Syndicats et employeurs vent debout contre la réforme de la médecine du travail

Publié le 31 mars 2016 à 23h18 - par

En réservant la visite médicale d’aptitude aux salariés occupant des postes « à risque », le projet de loi travail remet radicalement en cause le rôle de la médecine du travail, déplorent des syndicats mais aussi des employeurs, interrogés par l’AFP,

Grande conférence de la santé

Dernière étape du « choc de simplification » prévu sous le quinquennat de François Hollande, le projet El Khomri prévoit en effet de supprimer la visite médicale d’aptitude, dont bénéficient aujourd’hui tous les salariés avant l’embauche, puis périodiquement. Pour la réserver à ceux dont les postes sont jugés à risque pour eux-mêmes et leur environnement (transport, chimie, BTP…).

Des décrets de 2012 avaient déjà assoupli la périodicité de la visite, fixée à deux ans. Si la loi est adoptée, la majorité des salariés ne passeront à l’embauche qu’une « visite d’information et de prévention », réalisée par une infirmière et non par un médecin. Ils n’auront plus de « fiche d’aptitude ».

L’objectif pour le gouvernement est de « moderniser la médecine du travail pour mieux cibler les moyens sur les salariés exposés à des risques particuliers » et d' »améliorer la prévention et la santé au travail ». « C’est la fin de l’accès de tous au médecin du travail et l’introduction de deux catégories de salariés : ceux à risque, qui hésiteront à parler de leurs problèmes de santé pour ne pas perdre leur emploi, et les autres, qui n’auront plus de fiche d’aptitude et plus de suivi médical », déplore Martine Keryer, secrétaire nationale CFE-CGC Santé au travail/handicap. « On ne peut pas à la fois contrôler, exercer une médecine sécuritaire, et être un médecin dans lequel les salariés ont confiance », ajoute-t-elle.

Pénurie médicale

A fortiori dans un contexte où les médecins du travail, – 5 600 en 2015, selon les dernières données officielles, âgés à 40 % de plus de 60 ans et en charge de 17 millions de salariés -, ne sont pas remplacés ou très insuffisamment.

Président du syndicat national des professionnels de la santé au travail, Jean-Michel Sterdyniak fustige un projet de loi qui demande aux professionnels de santé « d’adapter l’homme au travail en vérifiant qu’il est apte à supporter les risques, plutôt que de chercher à les supprimer ». « On passe d’une logique de prévention à une mission de contrôle », dénonce aussi l’Ugict-CGT (cadres et techniciens). Alain Alphon-Layre, autre responsable CGT des questions de santé au travail, fustige « des disparités énormes entre travailleurs » et prône une réforme « qui intégrerait la médecine du travail dans la sécurité sociale ».

=-=-=-=-=

Consigne 1
Répondez à ces questions sur l'article consacré à la réforme de la médecine du travail.
(a) Selon le projet de loi, qui réaliserait la « visite d'information et de prévention » ?
(b) Combien de médecins du travail y avait-il en 2015 d'après les dernières données officielles ?
(c) Quelle réforme Alain Alphon-Layre préconise-t-il ?
Consigne 2
Modifiez le passage de l'article sur la réforme de la médecine du travail qui s'ouvre sur les mots « A fortiori dans » et se clôt sur « ou très insuffisamment. » : remplacez « salariés » par « travailleurs ».
Consigne 3
Poursuivez l'article sur la réforme de la médecine du travail à partir de sa dernière phrase.
Le matériel qui suit est sans rapport avec l'article.

Entrées de données enregistrées
=-=-=-=-=

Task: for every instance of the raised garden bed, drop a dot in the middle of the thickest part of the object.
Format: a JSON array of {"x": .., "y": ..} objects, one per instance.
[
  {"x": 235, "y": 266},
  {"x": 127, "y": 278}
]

=-=-=-=-=

Zone de réponse 1
(a) Une infirmière, et non un médecin.
(b) 5 600.
(c) Une réforme qui intégrerait la médecine du travail dans la sécurité sociale.

Zone de réponse 2
A fortiori dans un contexte où les médecins du travail, – 5 600 en 2015, selon les dernières données officielles, âgés à 40 % de plus de 60 ans et en charge de 17 millions de travailleurs -, ne sont pas remplacés ou très insuffisamment.

Zone de réponse 3
« Le médecin du travail en tant que veilleur, seul capable de dénoncer les risques psychosociaux au sein des entreprises dans un contexte où ils sont de plus en plus importants, disparaît », s’insurge Bernard Salengro, président du syndicat des médecins du travail et responsable des questions de santé à la CFE-CGC, pour qui le projet de loi « détricote une protection sociale majeure des salariés ».

Le syndicat des cadres s’inquiète particulièrement pour les cadres au forfait-jour, « parmi les premières victimes de burn out », dont il réclame la reconnaissance comme maladie professionnelle.

Côté employeurs, Jean-Michel Pottier, vice-président de la CGPME en charge des questions sociales, dénonce un « projet de loi (qui) n’apporte aucune simplification ni aucune sécurisation supplémentaire pour l’employeur ». « La notion d’aptitude disparaît pour le plus grand nombre mais la responsabilité de l’employeur reste pleinement engagée et il ne verra pas pour autant ses cotisations baisser », déplore-t-il.

Idem côté Medef, qui appelle à préciser le texte afin de « circonscrire la responsabilité de l’employeur, de sorte qu’elle ne puisse être engagée au civil ou au pénal, à partir du moment où il a rempli ses obligations ». L’organisation patronale, qui se dit « attachée à la visite médicale d’embauche avec avis d’aptitude », indique que les employeurs financent les salaires des médecins du travail à hauteur de 1,3 milliard d’euros chaque année.